Your task —
Answer these questions about the triangle problem below:
1. What do x, y, and z stand for?
2. Which option does the solution give as correct?
3. Which rule does the solution use when expanding cot A + cot B + cot C?

Question

Let in a $△ABC,$ $x,y,z$ are the lengths of perpendicular drawn from the vertices of the triangle to the opposite sides $a,b,c$ and $\cot A+\cot B+\cot C=k(\frac{1}{x^2}+\frac{1}{y^2}+\frac{1}{z^2}),$ then the value of $k$ is
(where $R,r,S,\Delta$ are circumradius,inradius,semiperimeter and area of triangle respectively.)

• A. $R^2$
• B. $rR$
• C. $\Delta$
• D. $a^2+b^2+c^2$

Answer 1

The correct option is C $\Delta$

We know,
$\Delta =\frac{1}{2}\left(ax\right)=\frac{1}{2}\left(by\right)=\frac{1}{2}\left(cz\right)$
Now,
$(\frac{1}{x^2}+\frac{1}{y^2}+\frac{1}{z^2})=\frac{a^2}{4{\Delta }^2}+\frac{b^2}{4{\Delta }^2}+\frac{c^2}{4{\Delta }^2}=\frac{(a^2+b^2+c^2)}{4{\Delta }^2}\cdots \left(i\right)$
Also,
$\cot A+\cot B+\cot C=\frac{R}{abc}(b^2+c^2-a^2+a^2+c^2-b^2+a^2+b^2-c^2)\left[\text{using cosine rule}\right]=\frac{R}{abc}(a^2+b^2+c^2)=\frac{4{\Delta }^{2}R}{abc}(\frac{1}{x^2}+\frac{1}{y^2}+\frac{1}{z^2})\left[\text{using}\right(i\left)\right]=\frac{4\Delta R}{abc}\cdot \Delta (\frac{1}{x^2}+\frac{1}{y^2}+\frac{1}{z^2})=\Delta \cdot (\frac{1}{x^2}+\frac{1}{y^2}+\frac{1}{z^2})[\because \Delta =\frac{abc}{4R}]$
$\therefore k=\Delta$

Lines from a pointing dataset:
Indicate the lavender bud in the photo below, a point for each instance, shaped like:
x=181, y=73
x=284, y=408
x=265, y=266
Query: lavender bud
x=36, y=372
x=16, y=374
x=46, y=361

Result below —
1. They are the lengths of the perpendiculars drawn from the vertices of the triangle to the opposite sides a, b, c.
2. Option C, Δ (the area of the triangle).
3. The cosine rule.